[Source extract — start]

"I'M LUCKIER THAN YOU"

Yuh-Jung Youn’s Best Supporting Actress Acceptance Speech Won the Oscars

Photo by Chris Pizzello-Pool/Getty Images

The actress Yuh-jung Youn has been working in the industry for decades—but American audiences have come to know and love her based on her role as the grandmother, Soonja, in Minari. She started out awards season strong, winning accolade after accolade. But even more thrilling were her various viral acceptance speeches—at the BAFTAs, where she won the award for Best Supporting Actress, she jokingly referred to the English as being “very snobbish, but not in a bad way.”

On Sunday night at the 93rd Academy Awards, Yuh-jung Youn made history as the first Korean woman to win Best Supporting Actress (she is the second Asian woman to win the award, after Miyoshi Umeki won for Sayonara in 1957). And her speech, which she reportedly did not plan ahead of time, did not disappoint.

Youn began by promptly freaking out over Brad Pitt, who announced her win. “Mr. Brad Pitt, finally, nice to meet you,” she said breathlessly while he stood offstage. “Where were you when we were filming? I’m very honored to meet you.”

“As you know, I’m from Korea and my name is Yuh-jung Youn. Most European people call me Yuh-youn, and some of them call me Yuh-jung. But tonight, you are all forgiven,” she went on to much laughter from the crowd. “Okay, let me pull myself together.” After thanking her Minari costars Steven Yeun and Alan Kim, Youn shouted out director Lee Isaac Chung “our captain and my director.”

But she was not through with the hijinks just yet. “I don’t believe in competition,” she continued. “How could I win over Glenn Close? I’ve been watching her many performances.” (Minutes after the actress made her speech, the internet had already taken the idea of a Close-Youn friendship and run with it.)

“All of my [fellow] five nominees, we’re winners for different movies, we play different roles,” Youn said. “Tonight, I just have a little bit luck, I think, maybe. I’m luckier than you. And also, maybe, it’s American hospitality for a Korean actor—I’m not sure.” (At this point, the camera panned to Amanda Seyfried, who visibly said “I love her!”)

But Youn, ever the loving and maternal type, ended her speech on a more serious note—albeit with a bit of cheek. “I’d like to thank my two boys, who make me go out and work,” she said. “This is the result, because mommy works so hard.”

[Source extract — finish]
[Input data — start]

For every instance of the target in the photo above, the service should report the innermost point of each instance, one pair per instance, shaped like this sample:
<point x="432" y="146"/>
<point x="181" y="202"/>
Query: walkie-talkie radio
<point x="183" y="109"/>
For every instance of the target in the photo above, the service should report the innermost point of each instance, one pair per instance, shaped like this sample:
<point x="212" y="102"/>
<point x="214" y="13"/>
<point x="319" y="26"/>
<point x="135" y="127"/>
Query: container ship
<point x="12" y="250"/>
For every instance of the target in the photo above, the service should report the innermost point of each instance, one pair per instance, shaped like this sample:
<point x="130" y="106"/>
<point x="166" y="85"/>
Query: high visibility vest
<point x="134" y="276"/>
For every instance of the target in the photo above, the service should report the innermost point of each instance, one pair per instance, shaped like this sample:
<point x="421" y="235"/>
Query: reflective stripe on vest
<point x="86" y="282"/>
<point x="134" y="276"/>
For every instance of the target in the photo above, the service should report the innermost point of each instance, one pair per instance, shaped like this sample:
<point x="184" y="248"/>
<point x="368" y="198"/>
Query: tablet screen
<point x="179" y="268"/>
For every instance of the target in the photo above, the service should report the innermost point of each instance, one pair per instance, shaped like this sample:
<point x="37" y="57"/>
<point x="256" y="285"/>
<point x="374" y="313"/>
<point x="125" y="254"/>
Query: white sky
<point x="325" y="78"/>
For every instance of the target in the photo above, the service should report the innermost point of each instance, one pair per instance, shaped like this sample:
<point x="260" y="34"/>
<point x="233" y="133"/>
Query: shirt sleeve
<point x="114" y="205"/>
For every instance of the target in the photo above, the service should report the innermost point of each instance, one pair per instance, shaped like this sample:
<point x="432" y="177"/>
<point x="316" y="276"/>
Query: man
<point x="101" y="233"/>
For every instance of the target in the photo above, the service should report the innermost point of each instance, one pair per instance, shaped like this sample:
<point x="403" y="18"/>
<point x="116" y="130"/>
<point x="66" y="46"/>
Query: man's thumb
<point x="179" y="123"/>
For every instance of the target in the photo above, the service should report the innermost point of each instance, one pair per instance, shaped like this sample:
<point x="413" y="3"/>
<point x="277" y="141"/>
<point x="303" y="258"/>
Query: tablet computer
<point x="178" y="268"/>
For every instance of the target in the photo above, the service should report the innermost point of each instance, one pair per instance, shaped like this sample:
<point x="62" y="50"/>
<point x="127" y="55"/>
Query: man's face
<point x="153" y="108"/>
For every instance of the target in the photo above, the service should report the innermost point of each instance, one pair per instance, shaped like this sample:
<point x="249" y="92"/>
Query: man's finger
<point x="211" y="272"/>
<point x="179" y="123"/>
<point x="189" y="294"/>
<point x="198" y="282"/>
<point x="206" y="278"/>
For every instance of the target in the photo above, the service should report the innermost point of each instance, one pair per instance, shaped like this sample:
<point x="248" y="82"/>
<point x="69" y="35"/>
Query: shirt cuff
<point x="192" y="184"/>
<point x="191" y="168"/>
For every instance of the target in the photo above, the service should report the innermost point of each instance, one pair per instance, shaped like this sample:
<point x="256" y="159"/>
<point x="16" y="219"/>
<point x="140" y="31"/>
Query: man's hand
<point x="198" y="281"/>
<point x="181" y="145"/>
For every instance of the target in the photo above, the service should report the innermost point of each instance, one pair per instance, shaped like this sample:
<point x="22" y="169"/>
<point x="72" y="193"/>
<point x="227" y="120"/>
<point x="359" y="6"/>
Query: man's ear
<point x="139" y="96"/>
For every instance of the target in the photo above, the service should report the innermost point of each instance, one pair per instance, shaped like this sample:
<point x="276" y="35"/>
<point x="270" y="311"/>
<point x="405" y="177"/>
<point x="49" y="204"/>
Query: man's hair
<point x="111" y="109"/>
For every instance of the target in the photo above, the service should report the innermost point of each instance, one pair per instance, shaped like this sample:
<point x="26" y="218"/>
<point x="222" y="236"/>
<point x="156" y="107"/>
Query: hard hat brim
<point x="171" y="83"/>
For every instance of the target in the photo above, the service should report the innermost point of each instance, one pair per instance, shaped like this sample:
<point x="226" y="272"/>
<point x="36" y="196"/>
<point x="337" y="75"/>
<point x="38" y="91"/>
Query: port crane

[Input data — finish]

### Required action
Translate into Spanish this sentence from the article on Yuh-Jung Youn's Oscar acceptance speech: "She started out awards season strong, winning accolade after accolade."

### Output
Comenzó la temporada de premios con fuerza, ganando un galardón tras otro.